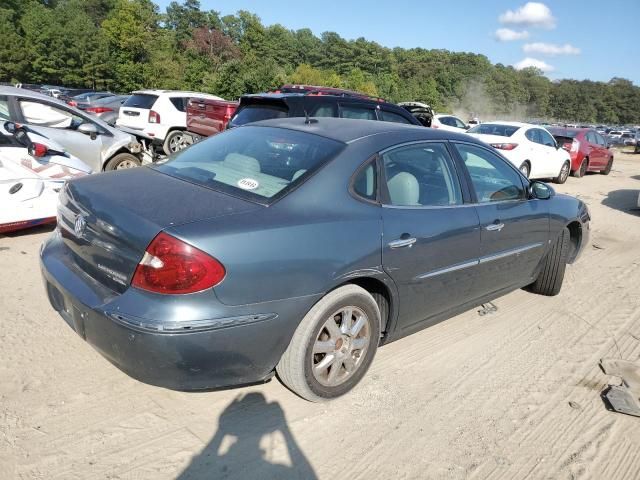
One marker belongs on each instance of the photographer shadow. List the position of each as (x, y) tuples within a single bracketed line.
[(237, 450)]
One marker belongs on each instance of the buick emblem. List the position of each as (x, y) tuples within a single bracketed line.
[(79, 226)]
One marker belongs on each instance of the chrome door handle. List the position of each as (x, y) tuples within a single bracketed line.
[(402, 242), (494, 227)]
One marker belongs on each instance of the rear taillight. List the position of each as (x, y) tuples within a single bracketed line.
[(504, 146), (575, 146), (154, 117), (99, 109), (172, 266)]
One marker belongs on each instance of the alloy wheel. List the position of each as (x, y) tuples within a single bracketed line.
[(340, 346)]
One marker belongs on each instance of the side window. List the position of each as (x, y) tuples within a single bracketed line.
[(547, 139), (458, 123), (387, 116), (4, 109), (357, 112), (180, 103), (47, 115), (323, 110), (421, 175), (492, 179), (366, 181)]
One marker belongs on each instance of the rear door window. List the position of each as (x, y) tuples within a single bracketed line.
[(257, 112), (358, 112), (493, 180), (141, 100)]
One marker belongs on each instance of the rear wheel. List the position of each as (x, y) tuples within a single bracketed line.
[(333, 346), (564, 173), (122, 161), (607, 170), (551, 275), (174, 142), (582, 170)]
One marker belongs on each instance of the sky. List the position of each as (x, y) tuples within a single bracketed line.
[(588, 39)]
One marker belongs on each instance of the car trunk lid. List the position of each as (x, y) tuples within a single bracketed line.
[(107, 220)]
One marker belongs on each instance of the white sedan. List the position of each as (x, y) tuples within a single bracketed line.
[(530, 148)]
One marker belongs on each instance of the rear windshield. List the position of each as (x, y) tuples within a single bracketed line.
[(563, 132), (141, 100), (494, 129), (256, 163), (255, 113)]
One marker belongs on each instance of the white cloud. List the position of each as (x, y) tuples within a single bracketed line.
[(508, 35), (550, 49), (534, 62), (531, 14)]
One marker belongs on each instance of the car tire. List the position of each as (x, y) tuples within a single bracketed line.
[(607, 170), (323, 342), (174, 142), (582, 170), (122, 161), (551, 275), (564, 173)]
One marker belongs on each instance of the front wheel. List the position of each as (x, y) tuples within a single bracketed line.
[(122, 161), (175, 142), (551, 275), (333, 346), (564, 173)]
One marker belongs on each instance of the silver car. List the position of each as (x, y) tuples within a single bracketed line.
[(96, 143)]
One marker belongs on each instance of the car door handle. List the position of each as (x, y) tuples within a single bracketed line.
[(402, 242), (494, 227)]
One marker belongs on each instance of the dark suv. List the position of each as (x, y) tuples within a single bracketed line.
[(313, 103)]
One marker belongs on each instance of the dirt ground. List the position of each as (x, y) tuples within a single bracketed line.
[(512, 394)]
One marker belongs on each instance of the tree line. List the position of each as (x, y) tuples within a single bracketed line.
[(123, 45)]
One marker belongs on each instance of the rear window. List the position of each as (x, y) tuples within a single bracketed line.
[(141, 100), (494, 129), (255, 113), (180, 103), (257, 163)]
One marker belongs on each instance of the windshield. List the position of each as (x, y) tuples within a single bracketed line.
[(494, 129), (257, 163), (257, 112), (141, 100)]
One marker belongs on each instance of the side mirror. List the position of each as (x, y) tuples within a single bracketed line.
[(88, 129), (38, 150), (540, 190), (10, 127)]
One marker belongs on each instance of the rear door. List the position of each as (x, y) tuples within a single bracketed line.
[(514, 228), (431, 239), (134, 113)]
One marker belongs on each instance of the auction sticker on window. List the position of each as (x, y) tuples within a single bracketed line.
[(248, 183)]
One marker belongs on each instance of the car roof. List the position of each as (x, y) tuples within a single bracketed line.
[(347, 130), (175, 93)]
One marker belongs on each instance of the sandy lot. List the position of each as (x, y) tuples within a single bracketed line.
[(512, 394)]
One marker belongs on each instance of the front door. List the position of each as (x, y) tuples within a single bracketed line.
[(514, 228), (59, 124), (431, 239)]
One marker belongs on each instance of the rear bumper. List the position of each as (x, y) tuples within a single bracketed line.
[(237, 346)]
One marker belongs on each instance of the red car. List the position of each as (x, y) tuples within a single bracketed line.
[(588, 149)]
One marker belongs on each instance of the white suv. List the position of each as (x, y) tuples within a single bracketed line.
[(161, 114)]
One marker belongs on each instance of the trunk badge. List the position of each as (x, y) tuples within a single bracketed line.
[(79, 225)]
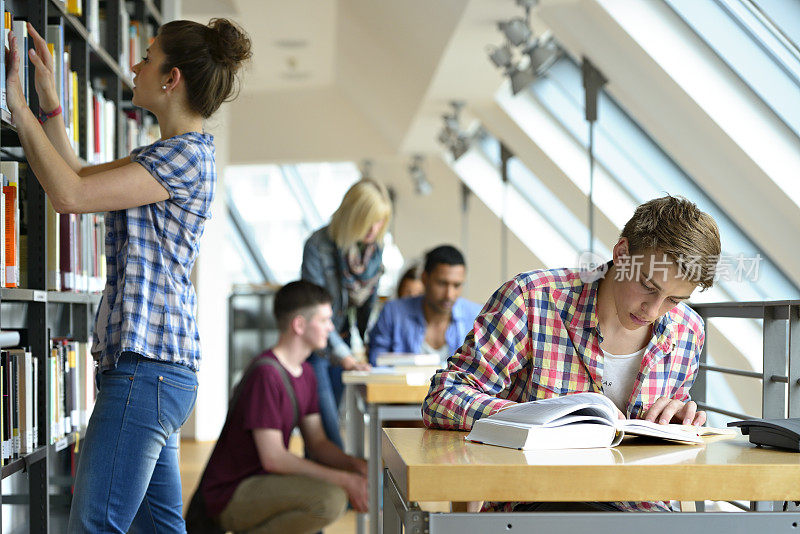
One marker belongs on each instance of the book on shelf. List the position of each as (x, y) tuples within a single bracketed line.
[(19, 414), (75, 7), (406, 359), (10, 174), (3, 103), (20, 29), (8, 402), (72, 390), (580, 420)]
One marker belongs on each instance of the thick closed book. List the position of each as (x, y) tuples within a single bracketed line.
[(578, 421)]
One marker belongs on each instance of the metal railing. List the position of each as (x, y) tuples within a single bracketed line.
[(781, 340)]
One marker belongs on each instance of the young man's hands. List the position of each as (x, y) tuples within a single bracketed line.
[(356, 487), (666, 410)]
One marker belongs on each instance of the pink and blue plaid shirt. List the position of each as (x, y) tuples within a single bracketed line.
[(538, 337)]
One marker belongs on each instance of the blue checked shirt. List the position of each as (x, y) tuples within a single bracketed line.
[(148, 303)]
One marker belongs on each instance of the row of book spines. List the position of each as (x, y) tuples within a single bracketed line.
[(72, 387), (102, 114), (19, 374), (76, 251)]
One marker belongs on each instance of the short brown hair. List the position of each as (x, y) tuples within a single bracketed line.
[(208, 56), (676, 227), (297, 298)]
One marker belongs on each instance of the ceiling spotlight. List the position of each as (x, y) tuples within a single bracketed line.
[(451, 136), (543, 52), (366, 168), (460, 146), (516, 30), (421, 184), (500, 55)]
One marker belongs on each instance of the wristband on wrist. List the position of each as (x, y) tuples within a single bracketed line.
[(44, 115)]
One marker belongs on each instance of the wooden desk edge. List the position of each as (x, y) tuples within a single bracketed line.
[(394, 462), (395, 394), (621, 482)]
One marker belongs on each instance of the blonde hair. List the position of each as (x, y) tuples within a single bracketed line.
[(676, 227), (365, 203)]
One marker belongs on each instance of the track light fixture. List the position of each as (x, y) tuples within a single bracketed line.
[(421, 184), (365, 167), (523, 59), (451, 135)]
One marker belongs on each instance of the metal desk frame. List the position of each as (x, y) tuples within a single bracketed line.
[(780, 398), (357, 408), (399, 514)]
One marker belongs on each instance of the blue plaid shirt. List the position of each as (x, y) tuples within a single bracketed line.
[(148, 303)]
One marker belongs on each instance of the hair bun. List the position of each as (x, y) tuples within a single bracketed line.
[(228, 43)]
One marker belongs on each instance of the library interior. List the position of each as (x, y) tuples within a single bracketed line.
[(417, 215)]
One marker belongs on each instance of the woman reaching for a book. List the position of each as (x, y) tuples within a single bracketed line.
[(145, 341)]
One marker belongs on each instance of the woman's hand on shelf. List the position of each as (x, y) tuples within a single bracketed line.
[(15, 97), (45, 79)]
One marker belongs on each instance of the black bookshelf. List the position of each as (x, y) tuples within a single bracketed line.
[(37, 313)]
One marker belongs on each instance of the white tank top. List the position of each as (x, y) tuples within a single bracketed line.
[(619, 374)]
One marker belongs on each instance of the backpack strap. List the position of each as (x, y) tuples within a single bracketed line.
[(286, 384)]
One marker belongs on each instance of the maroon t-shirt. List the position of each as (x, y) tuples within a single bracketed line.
[(263, 403)]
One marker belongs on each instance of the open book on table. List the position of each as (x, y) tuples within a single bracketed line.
[(581, 420)]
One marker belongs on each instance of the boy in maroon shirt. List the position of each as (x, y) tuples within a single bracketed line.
[(252, 482)]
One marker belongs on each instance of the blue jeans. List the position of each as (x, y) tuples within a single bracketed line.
[(328, 406), (128, 477)]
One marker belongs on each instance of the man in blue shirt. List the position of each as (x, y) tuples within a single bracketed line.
[(435, 322)]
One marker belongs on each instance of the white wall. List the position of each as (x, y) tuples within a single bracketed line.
[(212, 292)]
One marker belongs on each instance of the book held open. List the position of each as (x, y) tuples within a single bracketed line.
[(581, 420)]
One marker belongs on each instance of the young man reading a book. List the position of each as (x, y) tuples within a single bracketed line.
[(252, 483), (623, 330), (434, 323)]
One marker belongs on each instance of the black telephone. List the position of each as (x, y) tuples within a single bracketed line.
[(782, 433)]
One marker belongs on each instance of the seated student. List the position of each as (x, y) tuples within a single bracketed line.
[(252, 483), (435, 322), (626, 333), (410, 284)]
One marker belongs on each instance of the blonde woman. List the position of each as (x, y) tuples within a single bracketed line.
[(346, 258)]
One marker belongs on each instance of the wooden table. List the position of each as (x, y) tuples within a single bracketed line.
[(436, 465), (381, 402)]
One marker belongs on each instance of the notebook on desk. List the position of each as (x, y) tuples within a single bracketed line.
[(419, 376)]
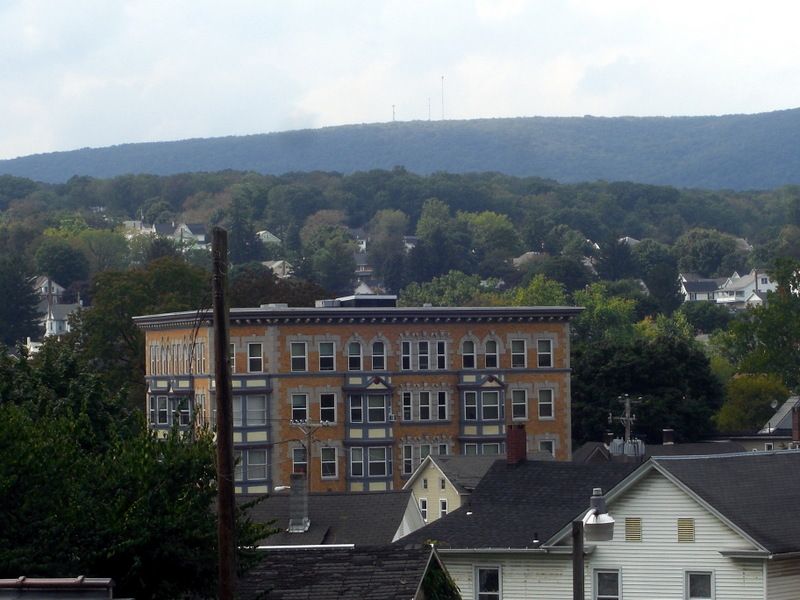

------------------------------------

> REQUIREMENT
Your answer must be exactly the lines from the one with "One marker belongs on each instance of the book held" through the final line of the data, with no pictures in it.

> SOLUTION TO THE EXERCISE
One marker belongs on each instance of the book held open. List the position of each as (x, y) tuples within a single bracketed line.
[(581, 420)]
One marker belongs on each instance of the young man reading a book. List the position of each as (x, y) tuples within a single bracketed line.
[(252, 483), (623, 330), (434, 323)]
One marker belongs on each instance of the black telephone. List the position of each as (x, y) tuples within a single bracketed line.
[(782, 433)]
One marker belongs on each instance of the seated student. List the position of each as (x, y) tuples within a single bracketed line.
[(252, 483), (435, 322), (626, 333), (410, 284)]
One marker belongs on each instance of the blonde woman. List the position of each as (x, y) tuples within a single bracketed line.
[(346, 258)]
One marker belongs on each instance of the wooden table. List the position of each as (x, y) tuples within a single bracketed line.
[(436, 465), (381, 402)]
One marker belongs on each instance of the notebook on desk. List the position of each as (x, y) tuples within a single bracketed line.
[(419, 376)]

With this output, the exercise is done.